**Problem**
Rescale the records from the line with "Task: point out each instance of the black trousers" through the end of the records, and rewrite only those lines, requests included. Multiply each coordinate in the answers by 1.55 and round it to a whole number, rounding halves up.

Start Recorded data

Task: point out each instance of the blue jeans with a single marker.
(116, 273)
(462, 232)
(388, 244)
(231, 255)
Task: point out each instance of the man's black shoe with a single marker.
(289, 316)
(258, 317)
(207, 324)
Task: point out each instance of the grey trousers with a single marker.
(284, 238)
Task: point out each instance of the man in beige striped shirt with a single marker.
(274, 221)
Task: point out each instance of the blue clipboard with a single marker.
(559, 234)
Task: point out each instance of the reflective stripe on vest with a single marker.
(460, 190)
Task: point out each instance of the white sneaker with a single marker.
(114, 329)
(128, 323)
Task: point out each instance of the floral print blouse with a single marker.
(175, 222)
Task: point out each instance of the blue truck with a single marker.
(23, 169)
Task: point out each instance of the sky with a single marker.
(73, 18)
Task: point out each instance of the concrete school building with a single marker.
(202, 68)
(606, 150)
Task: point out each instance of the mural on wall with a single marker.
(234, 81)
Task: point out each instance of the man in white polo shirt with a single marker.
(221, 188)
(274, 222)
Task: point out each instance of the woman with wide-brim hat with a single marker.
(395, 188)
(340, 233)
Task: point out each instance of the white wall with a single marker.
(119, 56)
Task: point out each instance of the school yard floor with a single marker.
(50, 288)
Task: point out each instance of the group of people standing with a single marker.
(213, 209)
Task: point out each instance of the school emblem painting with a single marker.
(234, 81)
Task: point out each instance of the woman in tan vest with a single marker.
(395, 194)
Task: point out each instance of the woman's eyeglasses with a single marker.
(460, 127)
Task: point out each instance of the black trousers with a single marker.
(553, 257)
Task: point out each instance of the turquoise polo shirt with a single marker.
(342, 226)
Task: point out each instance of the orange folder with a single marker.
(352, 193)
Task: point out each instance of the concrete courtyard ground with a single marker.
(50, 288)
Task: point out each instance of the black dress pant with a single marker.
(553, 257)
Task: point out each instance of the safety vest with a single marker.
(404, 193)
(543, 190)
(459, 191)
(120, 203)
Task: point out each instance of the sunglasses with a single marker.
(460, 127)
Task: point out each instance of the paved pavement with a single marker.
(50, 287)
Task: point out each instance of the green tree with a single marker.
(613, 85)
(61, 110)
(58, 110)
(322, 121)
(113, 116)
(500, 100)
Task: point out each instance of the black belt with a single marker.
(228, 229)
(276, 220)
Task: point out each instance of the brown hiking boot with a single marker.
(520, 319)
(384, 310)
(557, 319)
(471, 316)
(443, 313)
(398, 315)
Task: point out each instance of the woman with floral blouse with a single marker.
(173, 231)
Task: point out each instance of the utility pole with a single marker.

End Recorded data

**Full output**
Task: point out each instance of the black trousers with a single marker.
(857, 398)
Task: point out each instance of the turquoise polo shirt with a single marker.
(530, 350)
Task: point out each instance of the orange folder with a single marker.
(546, 299)
Task: point out each instance of the concrete courtyard ground with a single marker.
(78, 446)
Task: point out each instance of the black dress pant with a single marker.
(857, 398)
Task: point out each instance of the safety vest with a single marker.
(626, 299)
(842, 295)
(711, 296)
(186, 315)
Task: point out each instance of the sunglasses with a single marker.
(713, 197)
Task: point out each instance of the paved pavement with a single marker.
(78, 445)
Task: point out each instance of the green tree with a single marker.
(950, 132)
(95, 171)
(90, 171)
(499, 188)
(175, 180)
(775, 155)
Task: point out each instance of the black belt with a single marker.
(353, 355)
(428, 341)
Task: point out each instance of the brown hiking boot with a single marker.
(806, 494)
(595, 481)
(863, 494)
(730, 490)
(687, 485)
(617, 488)
Task: point out each instance of the woman with floral blouse with a single marker.
(268, 358)
Task: point out each instance of the utility pole with a single marker.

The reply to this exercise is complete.